What a busy day. Not only is it Halloween, but the start of the NBA season. What's a dad to do? And on top of it all, Bachelor Canada keeps chugging along. Actually, it's speeding along, as we discussed last week, but they're down to three now so we're almost done. Anyway, what I'm saying is the PVR got a good workout tonight.

This is, what? This was week 5 and it was hometown visits. To put that in proper perspective, Gabby said it best: It was her first date with Brad and she was taking him home to meet her family. Along with Gabrielle, the other three were Kara, Bianka and Whitney. Here's how it played out.



First up was a trip to Mississauga, Ontario, to visit Bianka's folks. She had only ever brought one guy home with her, she said. That had to be Kris Humphries, right? If you were dating an NBA player, you'd bring him home. But because this wasn't a regular occurrence, she was nervous and feeling like "a little giddy high school girl."

So unusual I'm surprised
I could find a Google image
Brad had previously thought the enigmatic one was high maintenance, but not anymore. They stop into an ice cream shop, where she's on a kiss-hello basis with the proprietor. She wanted Brad to guess which flavour was her favourite. He'd never guess, she said, because it was so unlikely. Hmm, made me think. Was it something obscure like pralines & cream? Or maybe it was surprising the other way: vanilla. Brad was stumped. All he knew was that his favourite ice cream is mint chocolate chip, which happens to be my whole family's favourite. Well blow me over with a feather! It's also Bianka's favourite! We must be the only people in the whole wide world who like such an unlikely flavour. I'm surprised ice cream makers even produce such a random flavour when so few people in the world like it.

Bianka told us that in previous relationships, she had given up too much too quick. She didn't say what, exactly, she had "given up" but she said she wouldn't make that mistake this time. She ain't giving 100%. She must have learned that from Humphries.

__What to do__.
A - Answer these questions about the Bachelor Canada recap:
(i) Which week of the season does the recap cover?
(ii) Whose family did Brad visit first, and in what city?
(iii) What ice cream flavor does Brad name as his favorite?
B - Reproduce the part of the Bachelor Canada recap starting at "This is, what?" and ending at "it played out.".
C - Resume the Bachelor Canada recap after its final sentence, keeping its tone and voice.

__Given information__.
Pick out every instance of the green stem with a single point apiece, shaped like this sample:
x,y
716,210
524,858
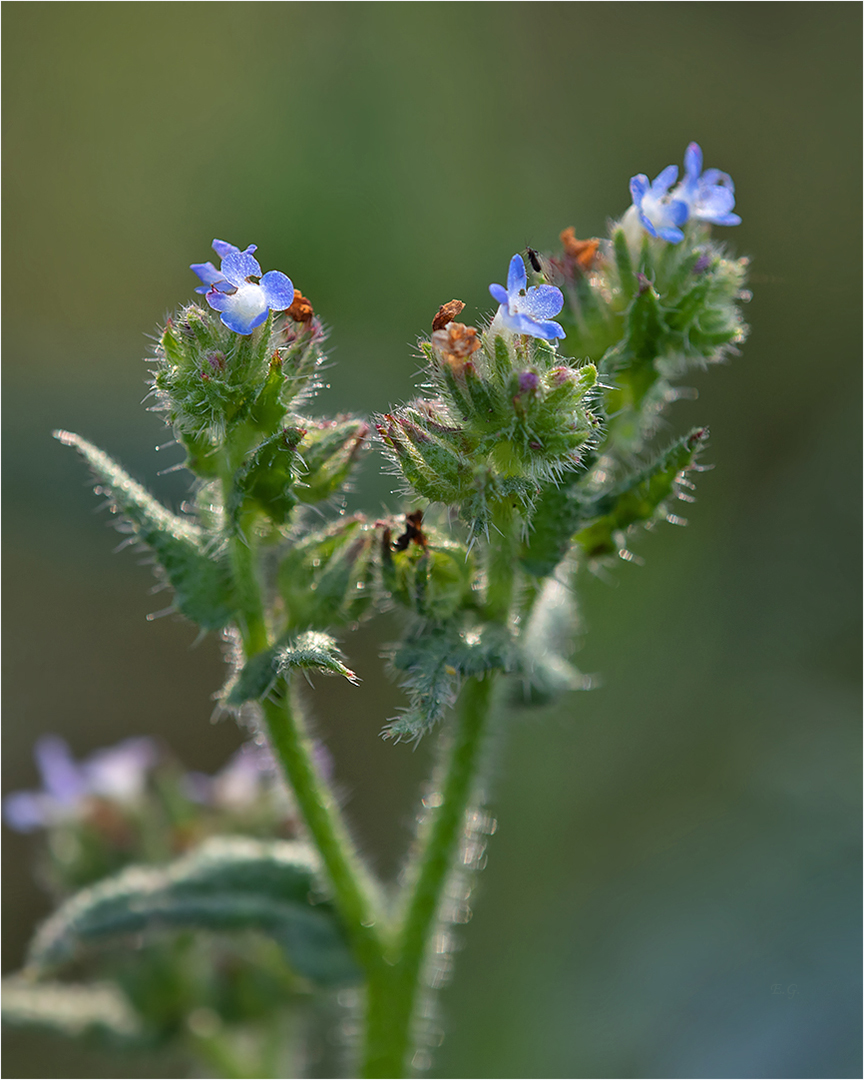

__Results in order__.
A -
(i) Week 5, the hometown visits.
(ii) Bianka's family, in Mississauga, Ontario.
(iii) Mint chocolate chip.

B -
This is, what? This was week 5 and it was hometown visits. To put that in proper perspective, Gabby said it best: It was her first date with Brad and she was taking him home to meet her family. Along with Gabrielle, the other three were Kara, Bianka and Whitney. Here's how it played out.

C -
(Totally off topic, but here's a great trivia question for you: Which NBA player was once ranked ahead of Michael Phelps in swimming? Why, yes, you guessed it, Kris Humphries. They were 11 at the time, but still.)

She also said she has trust issues because she's been cheated on multiple times. Methinks she goes for the bad boys.

On the way to her parents' house, she broke the news to Brad that they don't speak English. Oh my God, what would he do?! He was sweating. They only spoke Croatian. I thought that smelled fishy. You can't raise a family in Mississauga and speak no English. You've got to know at least some.

Turns out my spidey senses were dead-on. When they arrived, Bianka started speaking Croatian to everyone, and they replied in kind, until the big reveal: It was all an elaborate prank on poor, unsuspecting Brad! Oh, those jokesters! With that kind of sense of humour, it was a given Brad would get along with them like a house on fire.

Bianka got her mom to tell Brad the amazing story of their own relationship. She came to Canada on a 4-week vacation, met her future husband, and they were married at the end of that month. That's the story they tell their kids, anyway. The real one probably involves the post office and a mail order. But hey, it worked. They've been happily married ever since.

Brad and Bianka actually seemed like a nice couple. He said it feels like a real relationship, like he's dating her. Hmm... that's good because... isn't he? Has this all been a ruse?!


Next up was visiting Kara's hometown of Vancouver. It was the real Vancouver experience, she told him, as they were standing under an umbrella at Granville Island. And as a long-time resident, I can concur. Only real Vancouverites don't use umbrellas. We're hardened by the rain.

Her uncle owned (or operated) a large boat and took the two of them on a tour of English Bay. They, too, looked like a cute couple. Brad said he feels least insecure around her.

Brad was going to meet Kara's mom, her sister, and her nephew (or "my world", as she described him). Her dad, apparently, was working in Saskatchewan and couldn't get time off, in the same way Bianka's parents don't speak English. But this time, the prank was also played on Kara. While they were eating, her father snuck up from behind and put his hands over her eyes. Surprise! He wouldn't miss this for the world.

Her dad asked about Brad's intentions and he replied with a lesson his own father, the good senator, taught him: He'd make mistakes along the way but he'd have everyone else's dignity and respect in mind. Good, solid advice. A good non-answer, too. Or a nice way of saying, "don't hold your breath."

It was here that Brad showed he's the son of a politician when he was handed the first of three babies. The nephew started crying, but Brad blew on its head (at least that's what it looked like to me) and the baby was calm and Gerber-like. Brad nodded cockily to Kara, as if to say, "That's how you do it."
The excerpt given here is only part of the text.